__Information given__:
----------

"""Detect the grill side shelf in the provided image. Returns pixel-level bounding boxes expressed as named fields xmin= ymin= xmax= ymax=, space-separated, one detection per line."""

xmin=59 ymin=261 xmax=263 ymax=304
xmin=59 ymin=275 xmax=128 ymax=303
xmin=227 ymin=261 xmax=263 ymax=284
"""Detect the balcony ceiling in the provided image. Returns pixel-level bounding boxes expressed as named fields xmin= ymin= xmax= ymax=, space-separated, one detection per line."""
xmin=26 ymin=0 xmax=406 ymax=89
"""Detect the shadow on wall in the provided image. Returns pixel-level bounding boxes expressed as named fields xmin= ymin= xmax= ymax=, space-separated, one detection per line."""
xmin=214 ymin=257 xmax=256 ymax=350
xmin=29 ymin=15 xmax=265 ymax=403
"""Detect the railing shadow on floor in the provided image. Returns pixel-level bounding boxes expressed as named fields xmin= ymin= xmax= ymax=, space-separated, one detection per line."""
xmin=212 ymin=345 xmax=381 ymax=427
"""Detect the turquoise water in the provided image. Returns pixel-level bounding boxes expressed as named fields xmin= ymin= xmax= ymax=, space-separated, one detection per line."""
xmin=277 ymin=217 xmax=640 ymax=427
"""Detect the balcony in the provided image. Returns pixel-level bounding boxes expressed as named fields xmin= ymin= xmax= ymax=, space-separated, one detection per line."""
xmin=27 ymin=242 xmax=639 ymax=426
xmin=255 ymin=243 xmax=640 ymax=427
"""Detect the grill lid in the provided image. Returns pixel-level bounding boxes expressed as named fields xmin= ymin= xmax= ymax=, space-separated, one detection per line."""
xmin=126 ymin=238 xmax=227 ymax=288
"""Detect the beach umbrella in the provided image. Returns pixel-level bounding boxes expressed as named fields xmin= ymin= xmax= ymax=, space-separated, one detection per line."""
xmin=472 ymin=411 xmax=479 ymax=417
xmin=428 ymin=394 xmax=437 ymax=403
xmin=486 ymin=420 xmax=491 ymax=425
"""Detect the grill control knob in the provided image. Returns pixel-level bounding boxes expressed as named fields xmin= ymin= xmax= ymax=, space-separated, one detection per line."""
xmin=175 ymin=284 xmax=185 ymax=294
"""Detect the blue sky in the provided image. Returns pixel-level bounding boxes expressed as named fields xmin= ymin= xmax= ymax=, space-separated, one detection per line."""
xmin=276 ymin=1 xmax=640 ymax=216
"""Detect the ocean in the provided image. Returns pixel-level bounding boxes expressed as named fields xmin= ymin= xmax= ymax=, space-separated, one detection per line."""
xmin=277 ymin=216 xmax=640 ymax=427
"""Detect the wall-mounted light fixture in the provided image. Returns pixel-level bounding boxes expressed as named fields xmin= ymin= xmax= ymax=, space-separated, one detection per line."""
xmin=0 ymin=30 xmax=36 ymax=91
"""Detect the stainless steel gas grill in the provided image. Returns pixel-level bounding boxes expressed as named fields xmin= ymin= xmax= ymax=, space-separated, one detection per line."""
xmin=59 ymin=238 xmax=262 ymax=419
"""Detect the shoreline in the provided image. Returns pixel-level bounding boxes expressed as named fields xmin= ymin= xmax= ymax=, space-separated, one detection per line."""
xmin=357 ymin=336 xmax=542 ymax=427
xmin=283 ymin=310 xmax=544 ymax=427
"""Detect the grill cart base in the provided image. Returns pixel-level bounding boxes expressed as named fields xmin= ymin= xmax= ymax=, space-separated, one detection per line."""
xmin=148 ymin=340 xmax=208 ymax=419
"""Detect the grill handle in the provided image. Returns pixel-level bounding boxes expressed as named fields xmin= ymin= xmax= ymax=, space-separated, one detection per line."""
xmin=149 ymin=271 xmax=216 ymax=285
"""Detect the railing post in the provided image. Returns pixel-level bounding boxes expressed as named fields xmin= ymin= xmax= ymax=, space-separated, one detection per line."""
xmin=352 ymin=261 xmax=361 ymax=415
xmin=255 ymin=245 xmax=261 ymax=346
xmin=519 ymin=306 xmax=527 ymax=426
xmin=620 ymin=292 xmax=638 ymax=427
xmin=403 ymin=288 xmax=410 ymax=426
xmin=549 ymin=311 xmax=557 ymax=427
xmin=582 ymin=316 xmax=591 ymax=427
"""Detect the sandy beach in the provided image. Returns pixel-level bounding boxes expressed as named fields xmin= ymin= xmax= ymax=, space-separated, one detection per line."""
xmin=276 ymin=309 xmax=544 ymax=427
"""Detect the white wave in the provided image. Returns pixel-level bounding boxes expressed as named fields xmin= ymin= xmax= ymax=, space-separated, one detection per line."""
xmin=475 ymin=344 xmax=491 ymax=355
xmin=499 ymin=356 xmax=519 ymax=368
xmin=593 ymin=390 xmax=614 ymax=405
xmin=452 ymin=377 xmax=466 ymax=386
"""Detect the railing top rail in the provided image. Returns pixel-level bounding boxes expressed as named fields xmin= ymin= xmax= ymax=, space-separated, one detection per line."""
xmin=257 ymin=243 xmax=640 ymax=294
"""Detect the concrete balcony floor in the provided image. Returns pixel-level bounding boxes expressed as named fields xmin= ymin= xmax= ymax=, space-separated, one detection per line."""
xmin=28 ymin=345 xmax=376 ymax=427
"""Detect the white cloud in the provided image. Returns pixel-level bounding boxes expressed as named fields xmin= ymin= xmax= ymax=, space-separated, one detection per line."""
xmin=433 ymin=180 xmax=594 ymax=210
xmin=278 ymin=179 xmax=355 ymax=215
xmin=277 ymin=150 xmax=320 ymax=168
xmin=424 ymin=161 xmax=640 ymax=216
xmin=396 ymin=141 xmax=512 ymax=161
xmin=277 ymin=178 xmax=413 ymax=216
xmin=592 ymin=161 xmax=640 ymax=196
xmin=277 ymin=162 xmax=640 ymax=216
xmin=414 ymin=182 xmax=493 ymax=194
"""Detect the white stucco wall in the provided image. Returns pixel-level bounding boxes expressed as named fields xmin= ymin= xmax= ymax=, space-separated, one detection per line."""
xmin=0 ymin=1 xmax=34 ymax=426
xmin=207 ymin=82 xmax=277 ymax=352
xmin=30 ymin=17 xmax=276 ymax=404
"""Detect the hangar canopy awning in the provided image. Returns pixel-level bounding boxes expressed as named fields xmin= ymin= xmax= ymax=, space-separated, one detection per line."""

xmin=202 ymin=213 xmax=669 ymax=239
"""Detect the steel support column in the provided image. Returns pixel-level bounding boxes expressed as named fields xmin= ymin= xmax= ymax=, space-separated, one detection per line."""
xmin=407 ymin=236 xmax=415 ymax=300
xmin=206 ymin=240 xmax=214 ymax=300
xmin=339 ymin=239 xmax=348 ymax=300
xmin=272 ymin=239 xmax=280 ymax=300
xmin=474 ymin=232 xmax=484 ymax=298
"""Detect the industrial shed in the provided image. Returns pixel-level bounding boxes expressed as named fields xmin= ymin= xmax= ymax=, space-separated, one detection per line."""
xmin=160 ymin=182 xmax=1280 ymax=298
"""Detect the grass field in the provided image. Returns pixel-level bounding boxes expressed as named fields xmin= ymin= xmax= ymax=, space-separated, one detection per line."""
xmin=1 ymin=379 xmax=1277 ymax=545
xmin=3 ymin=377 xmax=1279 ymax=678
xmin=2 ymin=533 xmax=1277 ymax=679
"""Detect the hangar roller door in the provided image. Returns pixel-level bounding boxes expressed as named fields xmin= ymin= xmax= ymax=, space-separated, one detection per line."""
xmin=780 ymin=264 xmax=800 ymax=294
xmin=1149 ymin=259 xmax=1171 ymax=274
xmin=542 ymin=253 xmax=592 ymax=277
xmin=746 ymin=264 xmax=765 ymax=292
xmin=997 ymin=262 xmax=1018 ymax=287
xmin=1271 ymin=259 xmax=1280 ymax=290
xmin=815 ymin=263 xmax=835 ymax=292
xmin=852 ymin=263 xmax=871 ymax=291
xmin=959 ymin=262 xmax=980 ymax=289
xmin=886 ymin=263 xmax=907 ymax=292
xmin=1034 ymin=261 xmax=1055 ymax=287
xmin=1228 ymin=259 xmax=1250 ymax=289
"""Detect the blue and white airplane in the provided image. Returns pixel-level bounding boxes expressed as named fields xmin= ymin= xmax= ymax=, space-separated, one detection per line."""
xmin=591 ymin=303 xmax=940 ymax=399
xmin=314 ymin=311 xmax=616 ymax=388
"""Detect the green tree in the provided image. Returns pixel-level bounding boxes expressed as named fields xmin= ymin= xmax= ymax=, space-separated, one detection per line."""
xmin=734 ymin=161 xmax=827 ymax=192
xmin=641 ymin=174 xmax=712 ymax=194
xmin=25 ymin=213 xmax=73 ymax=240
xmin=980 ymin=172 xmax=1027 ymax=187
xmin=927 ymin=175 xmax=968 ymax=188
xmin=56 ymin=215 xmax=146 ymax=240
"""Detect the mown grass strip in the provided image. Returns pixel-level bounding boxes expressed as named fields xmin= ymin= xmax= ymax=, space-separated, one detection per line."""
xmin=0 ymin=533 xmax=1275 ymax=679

----------

Starting with the line that contains "the blue and", write out each line through the end of the listing, exactly as it appears, and include nothing else.

"""Detect the blue and white airplane in the provided image. Returns pixel-level bounding boxes expressed as named fields xmin= ymin= xmax= ymax=, space-separated, one detection per line."""
xmin=591 ymin=303 xmax=940 ymax=399
xmin=314 ymin=311 xmax=616 ymax=388
"""Detect the green tree in the provided image. Returns pixel-level bounding boxes expressed as named fields xmin= ymin= xmax= ymax=, space-separated, one detection per line."""
xmin=734 ymin=161 xmax=827 ymax=192
xmin=641 ymin=174 xmax=712 ymax=194
xmin=25 ymin=213 xmax=73 ymax=240
xmin=980 ymin=172 xmax=1027 ymax=187
xmin=927 ymin=175 xmax=968 ymax=188
xmin=56 ymin=215 xmax=146 ymax=240
"""Detect the mown grass strip in the provided image. Returns pixel-level bounding boxes expressed as named fields xmin= ymin= xmax= ymax=, space-separated, one detection per line."""
xmin=0 ymin=533 xmax=1275 ymax=679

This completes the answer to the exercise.